| AIM |
Write out every one of the records below without changing a word, and leave the pictures out.

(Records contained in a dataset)

[BEGIN]

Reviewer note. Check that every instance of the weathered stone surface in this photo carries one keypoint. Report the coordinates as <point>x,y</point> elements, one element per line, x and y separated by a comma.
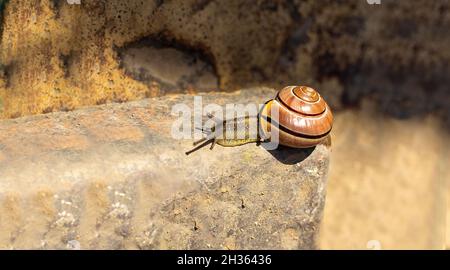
<point>112,177</point>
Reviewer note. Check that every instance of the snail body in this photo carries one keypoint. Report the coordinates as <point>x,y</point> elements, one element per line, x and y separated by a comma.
<point>298,114</point>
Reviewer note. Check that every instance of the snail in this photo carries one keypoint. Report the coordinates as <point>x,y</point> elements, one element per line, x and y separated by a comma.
<point>302,119</point>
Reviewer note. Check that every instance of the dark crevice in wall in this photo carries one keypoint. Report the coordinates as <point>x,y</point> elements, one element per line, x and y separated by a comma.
<point>169,63</point>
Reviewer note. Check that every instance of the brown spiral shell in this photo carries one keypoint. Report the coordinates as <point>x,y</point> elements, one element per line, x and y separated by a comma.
<point>304,118</point>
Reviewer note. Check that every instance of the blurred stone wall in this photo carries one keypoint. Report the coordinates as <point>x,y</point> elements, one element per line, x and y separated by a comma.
<point>389,160</point>
<point>59,56</point>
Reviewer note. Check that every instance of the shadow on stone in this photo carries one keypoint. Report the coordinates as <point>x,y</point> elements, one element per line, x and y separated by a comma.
<point>291,156</point>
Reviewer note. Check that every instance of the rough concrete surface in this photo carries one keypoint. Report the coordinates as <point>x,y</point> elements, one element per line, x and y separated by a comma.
<point>112,177</point>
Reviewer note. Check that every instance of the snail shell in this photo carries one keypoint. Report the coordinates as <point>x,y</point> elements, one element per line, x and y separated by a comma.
<point>304,118</point>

[END]

| SOLUTION FOR THIS EXERCISE |
Reviewer note. Check that every instance of the weathered stone surface in this photo carries one keypoint. Report the coordinates as <point>x,y</point> elements, one element per line, x and y separated by a comma.
<point>112,177</point>
Reviewer note. Check that every instance of the snail body in this photo carries one keypoint. Report the coordinates as <point>x,y</point> elements, one element per line, x and y separated by a comma.
<point>298,114</point>
Reviewer note. Check that every instance of the snail in this photo carries one keypoint. Report the coordinates as <point>x,y</point> elements, one element per line, x and y separated by a comma.
<point>302,119</point>
Reviewer note. Check that every instance of the dark crevice in wall in this photo carries one keypoint. Report the coordinates as <point>x,y</point> elements, one element per line, x and y separated by a comma.
<point>169,63</point>
Reviewer note. Check that every instance of the brown spiral shell in this photo carries one keypoint. Report the coordinates as <point>x,y</point> elements, one element per line, x and y separated by a comma.
<point>304,118</point>
Reviewer note. Check that every instance of the blurred stone wall in this photo carries one keypoint. Report the coordinates as <point>x,y</point> elements, one element per line, x and y separated by a comma.
<point>389,160</point>
<point>59,56</point>
Reviewer note. Check that every instance of the shadow on stone in this photo carries one keypoint. Report the coordinates as <point>x,y</point> elements, one element per line, x and y separated by a comma.
<point>291,156</point>
Reviewer note. Check that every instance of the rough concrete surface in this photo carries one keypoint. Report the coordinates as <point>x,y</point> elements, one element per line, x and y separated by a comma.
<point>112,177</point>
Reviewer note. Check that every instance of the snail shell in this photo carries one keypoint. Report the coordinates as <point>x,y</point> elements, one element per line, x and y separated by a comma.
<point>304,118</point>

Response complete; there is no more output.